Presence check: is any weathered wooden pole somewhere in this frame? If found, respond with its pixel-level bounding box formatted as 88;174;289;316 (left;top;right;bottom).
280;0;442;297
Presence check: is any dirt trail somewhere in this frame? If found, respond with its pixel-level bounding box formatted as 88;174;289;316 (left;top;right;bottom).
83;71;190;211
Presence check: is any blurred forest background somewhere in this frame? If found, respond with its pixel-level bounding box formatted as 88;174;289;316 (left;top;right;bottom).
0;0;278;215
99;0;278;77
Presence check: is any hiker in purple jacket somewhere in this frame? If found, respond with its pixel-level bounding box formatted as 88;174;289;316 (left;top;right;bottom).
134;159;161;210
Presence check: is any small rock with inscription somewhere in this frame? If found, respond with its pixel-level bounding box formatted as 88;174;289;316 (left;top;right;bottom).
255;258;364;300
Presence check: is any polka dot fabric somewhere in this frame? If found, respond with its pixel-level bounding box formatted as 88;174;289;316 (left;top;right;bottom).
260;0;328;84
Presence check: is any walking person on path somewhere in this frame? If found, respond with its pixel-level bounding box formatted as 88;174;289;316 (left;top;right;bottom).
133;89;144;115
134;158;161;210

────────────────────────────────────────

▶ **Problem description**:
Copy out every row above, swapping each "Presence check" for "Detection check" and keeping everything else the same.

▶ **Solved problem**:
Detection check: is any weathered wooden pole somewhere in this frame? If found, respond with its pixel-level bounding box formatted as 88;174;289;316 (left;top;right;bottom).
280;0;442;297
Detection check: is any dirt trail somewhere in this frame? If found, respond with its pixel-level bounding box formatted as 88;174;289;316 (left;top;right;bottom).
83;71;190;211
Detection check: is any blurred forest background somewhere in this frame? If found, respond with its pixel-level bounding box formatted as 88;174;289;316 (left;top;right;bottom).
0;0;278;215
99;0;278;77
Detection check: is any hiker in purple jacket somewhere in this frame? If found, respond with its pixel-level bounding box formatted as 88;174;289;316 (left;top;right;bottom).
134;159;161;210
Detection check: is any small rock with inscription somewhere in this frame? If found, respond with its pixel-level bounding box formatted as 88;174;289;316 (left;top;right;bottom).
255;258;364;300
Detection check: is any polka dot fabric somewhere in this frame? If found, respond with its pixel-level bounding box formatted as 88;174;289;316 (left;top;right;bottom).
260;0;328;84
Detection check: is any walking person on path somewhere in this frame? If found, respond with its pixel-level bounding box formatted as 88;174;289;316 (left;top;right;bottom).
133;89;144;115
134;158;161;210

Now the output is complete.